- [Consigne 1] Recopiez à l'identique les enregistrements, depuis leur toute première ligne jusqu'à la ligne contenant "column 133, row 335", ces deux lignes comprises.

- [Extrait]
○ ○ ○ ○
En l'espèce, le litige au fond est une action récursoire intentée par un
ex-administrateur en vertu de l'art. 759 CO; il ressortit ainsi à la matière
civile au sens de l'art. 72 al. 1 LTF. La valeur litigieuse dépasse largement
le seuil de 30'000 fr. requis par l'art. 74 al. 1 let. b LTF pour les affaires
pécuniaires.
Le recourant qualifie improprement son mémoire de "recours en matière de droit
public". L'intitulé erroné d'un recours ne nuit pas à son auteur, pour autant
que les conditions de recevabilité du recours qui aurait dû être interjeté
soient réunies (ATF 134 III 379 consid. 1.2 p. 382).

1.2. La décision incidente au sens de l'art. 93 LTF est susceptible d'un
recours immédiat dans deux cas de figure. En l'occurrence, seule l'hypothèse de
l'art. 93 al. 1 let. a LTF entre en considération; cette disposition requiert
que la décision soit susceptible de causer un préjudice irréparable. L'on vise
ici un préjudice de nature juridique, qui ne puisse pas être réparé
ultérieurement par une décision finale qui serait favorable au recourant; un
dommage économique ou de pur fait n'est pas considéré comme un préjudice
irréparable. Il incombe au recourant de démontrer l'existence d'un tel
préjudice lorsque celui-ci n'est pas d'emblée évident (ATF 141 III 80 consid.
1.2).

1.3. L'art. 12 de la loi sur la libre circulation des avocats (LLCA; RS 935.61)
impose notamment à l'avocat d'exercer sa profession avec soin et diligence
(let. a), en toute indépendance (let. b) et d'éviter tout conflit entre les
intérêts de son client et ceux des personnes avec lesquelles il est en relation
sur le plan professionnel ou privé (let. c). Celui qui, en violation de ces
obligations, accepte ou poursuit la défense d'intérêts contradictoires doit se
voir dénier par l'autorité la capacité de postuler. L'interdiction de plaider
est, en effet, la conséquence logique du constat de l'existence d'un tel
conflit (ATF 138 II 162 consid. 2.5.1).
L'art. 12 let. a à c LLCA vise en premier lieu à protéger les intérêts des
clients de l'avocat, en leur garantissant une défense exempte de conflit
d'intérêts. Il tend également à garantir la bonne marche du procès, notamment
en évitant qu'un avocat qui assiste plusieurs parties ne soit restreint dans sa
capacité de défendre celles-ci, respectivement en évitant qu'un mandataire
puisse utiliser les connaissances d'une partie adverse, acquises lors d'un
mandat antérieur, au détriment de celle-ci (arrêt 1B_376/2013 du 18 novembre
2013 consid. 3). Le refus d'interdire à un avocat de défendre plusieurs
coprévenus visés par une procédure pénale ne cause en principe aucun préjudice
de nature juridique à la partie plaignante; l'on peut à la rigueur reconnaître
à celle-ci un intérêt indirect à ce que les prévenus soient entravés dans la
coordination de leur défense, ce qui ne satisfait pas à l'exigence de l'art. 93
al. 1 let. a LTF (arrêt précité 1B_420/2011 consid. 1.2.2).
○ ○ ○ ○
- [Données fournies]
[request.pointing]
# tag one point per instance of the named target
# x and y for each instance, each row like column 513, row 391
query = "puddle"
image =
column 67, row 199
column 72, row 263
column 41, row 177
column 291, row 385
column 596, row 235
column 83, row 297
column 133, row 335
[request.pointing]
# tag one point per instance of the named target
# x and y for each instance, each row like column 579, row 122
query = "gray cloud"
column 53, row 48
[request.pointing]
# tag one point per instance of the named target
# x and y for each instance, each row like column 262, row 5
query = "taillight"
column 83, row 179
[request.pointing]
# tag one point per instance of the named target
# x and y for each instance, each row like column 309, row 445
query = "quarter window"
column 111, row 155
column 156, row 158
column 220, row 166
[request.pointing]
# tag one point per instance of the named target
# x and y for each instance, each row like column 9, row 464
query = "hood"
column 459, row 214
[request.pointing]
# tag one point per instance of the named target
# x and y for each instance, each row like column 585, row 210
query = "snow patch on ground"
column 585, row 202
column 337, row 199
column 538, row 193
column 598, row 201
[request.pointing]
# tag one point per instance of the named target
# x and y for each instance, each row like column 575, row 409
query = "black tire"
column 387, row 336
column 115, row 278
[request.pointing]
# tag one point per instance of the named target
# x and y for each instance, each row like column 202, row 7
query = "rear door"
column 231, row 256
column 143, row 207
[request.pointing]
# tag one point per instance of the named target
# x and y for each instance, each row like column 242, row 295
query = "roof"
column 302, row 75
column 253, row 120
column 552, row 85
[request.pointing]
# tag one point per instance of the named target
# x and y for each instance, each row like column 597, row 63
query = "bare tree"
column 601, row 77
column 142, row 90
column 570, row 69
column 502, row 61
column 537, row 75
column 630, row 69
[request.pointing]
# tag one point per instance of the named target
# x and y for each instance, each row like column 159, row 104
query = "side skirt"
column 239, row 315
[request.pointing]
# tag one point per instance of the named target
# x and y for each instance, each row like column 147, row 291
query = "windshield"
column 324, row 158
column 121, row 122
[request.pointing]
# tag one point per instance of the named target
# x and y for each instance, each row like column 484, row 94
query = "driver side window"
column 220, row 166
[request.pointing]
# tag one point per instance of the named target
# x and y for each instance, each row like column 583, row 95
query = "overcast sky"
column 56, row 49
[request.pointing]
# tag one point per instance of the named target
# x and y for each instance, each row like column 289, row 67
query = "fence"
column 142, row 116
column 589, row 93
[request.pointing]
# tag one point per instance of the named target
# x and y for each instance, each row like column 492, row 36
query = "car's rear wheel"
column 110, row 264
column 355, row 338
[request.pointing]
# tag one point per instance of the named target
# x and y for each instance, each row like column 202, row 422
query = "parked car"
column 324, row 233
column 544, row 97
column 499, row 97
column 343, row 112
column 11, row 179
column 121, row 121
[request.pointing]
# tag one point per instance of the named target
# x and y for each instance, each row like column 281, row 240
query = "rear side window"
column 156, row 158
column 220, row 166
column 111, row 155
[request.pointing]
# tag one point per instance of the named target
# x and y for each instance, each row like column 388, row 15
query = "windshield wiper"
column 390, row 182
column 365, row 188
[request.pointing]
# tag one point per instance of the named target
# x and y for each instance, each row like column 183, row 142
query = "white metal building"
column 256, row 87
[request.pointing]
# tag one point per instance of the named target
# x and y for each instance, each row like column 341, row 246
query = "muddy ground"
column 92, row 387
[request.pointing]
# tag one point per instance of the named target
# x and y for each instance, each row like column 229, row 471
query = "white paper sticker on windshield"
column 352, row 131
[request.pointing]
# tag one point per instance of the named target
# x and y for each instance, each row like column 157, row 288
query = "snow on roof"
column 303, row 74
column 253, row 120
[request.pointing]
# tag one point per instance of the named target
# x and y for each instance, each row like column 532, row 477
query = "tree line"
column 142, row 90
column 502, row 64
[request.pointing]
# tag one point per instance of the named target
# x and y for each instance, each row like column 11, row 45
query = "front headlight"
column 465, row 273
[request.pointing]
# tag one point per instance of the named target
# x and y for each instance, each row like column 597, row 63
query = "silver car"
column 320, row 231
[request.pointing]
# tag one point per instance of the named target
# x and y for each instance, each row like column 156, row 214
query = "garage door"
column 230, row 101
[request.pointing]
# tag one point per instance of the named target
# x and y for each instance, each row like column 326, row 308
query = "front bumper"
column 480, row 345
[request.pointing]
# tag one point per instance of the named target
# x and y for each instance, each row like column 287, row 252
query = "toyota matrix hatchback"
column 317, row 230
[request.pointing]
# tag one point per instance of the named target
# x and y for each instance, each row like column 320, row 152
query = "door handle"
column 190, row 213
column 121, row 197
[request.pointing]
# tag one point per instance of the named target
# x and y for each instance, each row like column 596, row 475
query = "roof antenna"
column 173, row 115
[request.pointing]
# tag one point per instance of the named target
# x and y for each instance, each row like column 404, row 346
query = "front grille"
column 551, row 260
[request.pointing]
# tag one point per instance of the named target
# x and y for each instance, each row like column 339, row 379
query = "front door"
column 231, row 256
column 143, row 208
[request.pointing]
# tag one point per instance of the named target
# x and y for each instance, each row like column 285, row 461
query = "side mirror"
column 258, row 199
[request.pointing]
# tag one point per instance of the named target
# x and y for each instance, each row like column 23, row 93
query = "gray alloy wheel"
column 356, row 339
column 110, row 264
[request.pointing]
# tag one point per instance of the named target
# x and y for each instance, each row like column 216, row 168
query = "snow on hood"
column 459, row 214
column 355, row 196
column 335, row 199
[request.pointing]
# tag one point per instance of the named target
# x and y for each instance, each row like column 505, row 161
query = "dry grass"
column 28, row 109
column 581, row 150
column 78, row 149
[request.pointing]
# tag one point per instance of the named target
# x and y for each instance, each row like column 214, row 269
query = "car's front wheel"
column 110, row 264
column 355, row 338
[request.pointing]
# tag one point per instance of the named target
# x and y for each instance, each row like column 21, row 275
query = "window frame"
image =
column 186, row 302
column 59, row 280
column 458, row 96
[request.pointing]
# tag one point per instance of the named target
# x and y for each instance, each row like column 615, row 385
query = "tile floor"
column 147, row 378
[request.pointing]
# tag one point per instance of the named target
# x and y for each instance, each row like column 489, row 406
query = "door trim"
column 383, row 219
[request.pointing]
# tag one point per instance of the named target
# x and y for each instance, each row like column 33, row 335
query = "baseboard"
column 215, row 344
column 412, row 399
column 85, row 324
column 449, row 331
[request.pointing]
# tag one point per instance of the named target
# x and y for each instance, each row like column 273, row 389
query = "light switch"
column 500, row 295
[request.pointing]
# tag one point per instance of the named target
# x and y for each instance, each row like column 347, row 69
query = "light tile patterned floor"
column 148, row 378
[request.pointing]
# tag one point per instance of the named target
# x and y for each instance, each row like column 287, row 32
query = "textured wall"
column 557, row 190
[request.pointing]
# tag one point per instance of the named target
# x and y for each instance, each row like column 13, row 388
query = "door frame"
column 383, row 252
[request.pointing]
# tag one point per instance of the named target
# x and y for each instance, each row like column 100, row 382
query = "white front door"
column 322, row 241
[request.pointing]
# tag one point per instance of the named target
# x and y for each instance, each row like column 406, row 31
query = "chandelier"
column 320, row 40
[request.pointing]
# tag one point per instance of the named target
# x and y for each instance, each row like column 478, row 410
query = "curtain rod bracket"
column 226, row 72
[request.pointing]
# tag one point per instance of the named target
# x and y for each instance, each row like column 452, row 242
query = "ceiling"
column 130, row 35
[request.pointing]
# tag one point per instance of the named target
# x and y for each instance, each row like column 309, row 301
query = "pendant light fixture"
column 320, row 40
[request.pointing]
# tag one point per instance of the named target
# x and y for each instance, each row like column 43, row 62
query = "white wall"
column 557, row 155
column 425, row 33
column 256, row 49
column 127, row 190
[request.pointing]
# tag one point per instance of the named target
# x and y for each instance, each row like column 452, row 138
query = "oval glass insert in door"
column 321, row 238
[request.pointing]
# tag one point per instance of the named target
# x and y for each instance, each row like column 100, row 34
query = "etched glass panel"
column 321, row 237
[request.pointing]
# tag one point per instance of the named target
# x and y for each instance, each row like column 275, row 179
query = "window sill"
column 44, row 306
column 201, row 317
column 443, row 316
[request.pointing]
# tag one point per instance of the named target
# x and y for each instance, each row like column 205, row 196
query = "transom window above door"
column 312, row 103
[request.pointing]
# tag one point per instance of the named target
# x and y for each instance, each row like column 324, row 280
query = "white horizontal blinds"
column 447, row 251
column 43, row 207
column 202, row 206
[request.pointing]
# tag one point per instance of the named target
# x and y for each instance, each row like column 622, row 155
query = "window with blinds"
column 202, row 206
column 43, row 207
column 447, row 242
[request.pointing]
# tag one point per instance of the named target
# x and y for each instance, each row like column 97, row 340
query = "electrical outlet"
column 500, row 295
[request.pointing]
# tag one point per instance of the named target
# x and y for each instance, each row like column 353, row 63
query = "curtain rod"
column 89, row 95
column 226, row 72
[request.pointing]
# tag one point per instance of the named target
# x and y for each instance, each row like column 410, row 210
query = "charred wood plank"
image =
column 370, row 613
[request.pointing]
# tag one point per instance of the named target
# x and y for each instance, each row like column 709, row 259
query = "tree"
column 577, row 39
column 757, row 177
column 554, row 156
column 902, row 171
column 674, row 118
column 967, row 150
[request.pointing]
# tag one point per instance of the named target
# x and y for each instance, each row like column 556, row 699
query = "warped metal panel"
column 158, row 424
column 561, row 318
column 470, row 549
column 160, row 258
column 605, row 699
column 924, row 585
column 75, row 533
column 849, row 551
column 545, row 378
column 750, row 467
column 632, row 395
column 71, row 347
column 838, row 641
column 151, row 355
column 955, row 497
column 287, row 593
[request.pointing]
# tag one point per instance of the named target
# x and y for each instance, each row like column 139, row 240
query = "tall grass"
○ ○ ○ ○
- [Consigne 2] Rédigez la suite de l'extrait d'arrêt sur la recevabilité du recours et le conflit d'intérêts de l'avocat, à partir de sa dernière phrase.

- [Résultat 1]
[request.pointing]
# tag one point per instance of the named target
# x and y for each instance, each row like column 513, row 391
query = "puddle"
image =
column 67, row 199
column 72, row 263
column 41, row 177
column 291, row 385
column 596, row 235
column 83, row 297
column 133, row 335

- [Résultat 2]
FRANÇOIS BOHNET approuve cette jurisprudence, soulignant qu'il n'y a en
principe pas de risque de dommage irréparable lorsque le recourant fait valoir
que l'avocat de la partie adverse se trouve dans un conflit d'intérêts avec ses
propres clients. L'auteur ajoute toutefois ce qui suit:  " (...) un risque de
préjudice irréparable d[oi]t cependant être reten[u] à notre sens lorsque le
conflit d'intérêts pourrait avoir une incidence sur le lien d'instance, par
exemple en matière civile, quand l'existence d'un mandataire commun rend
illusoire la possibilité d'échanger de manière confidentielle avec une partie
adverse, dont les intérêts ne rejoignent pas toujours ceux d'une autre, et
ainsi de trouver une solution transigée avec elle. Tel est en particulier le
cas en matière de solidarité parfaite ou imparfaite (...). Il faut aussi le
retenir quand une société et l'un de ses organes sont attaqués parallèlement au
civil et au pénal: l'existence d'un mandataire commun peut bloquer toute issue
au civil, faute pour l'avocat de pouvoir utilement conseiller à la société de
transiger et de se retourner contre ledit organe" (BOHNET, Conflits d'intérêts
de l'avocat et qualité pour recourir du client et de son adversaire: derniers
développements, RSJ 2014 p. 237).

1.4.

1.4.1. Le recourant ne reproche pas à l'autorité précédente d'avoir enfreint
l'art. 319 CPC et d'avoir indûment refusé de reconnaître l'existence même de
son droit de recours au niveau cantonal; l'autorité précédente a du reste
rejeté le recours dans la mesure où il était recevable, expliquant pour quels
motifs le grief de violation de l'art. 12 let. c LLCA devait de toute façon
être rejeté. Du moment que la reconnaissance même du droit de recours cantonal
n'est pas en cause, le recourant n'est pas dispensé de justifier d'un risque de
préjudice irréparable (cf. arrêt précité 1B_376/2013 consid. 2).
Pour apporter la démonstration d'un tel préjudice, le recourant se réfère à la
contribution précitée de FRANÇOIS BOHNET et plaide que l'avocat a assisté
K.________, qui est l'administrateur de la faillite, dans diverses procédures
ayant opposé cette personne au recourant; dans ces conditions, l'avocat "perdra
de vue les intérêts de son client, en particulier celui de trouver un
arrangement à l'amiable lors des débats d'instruction".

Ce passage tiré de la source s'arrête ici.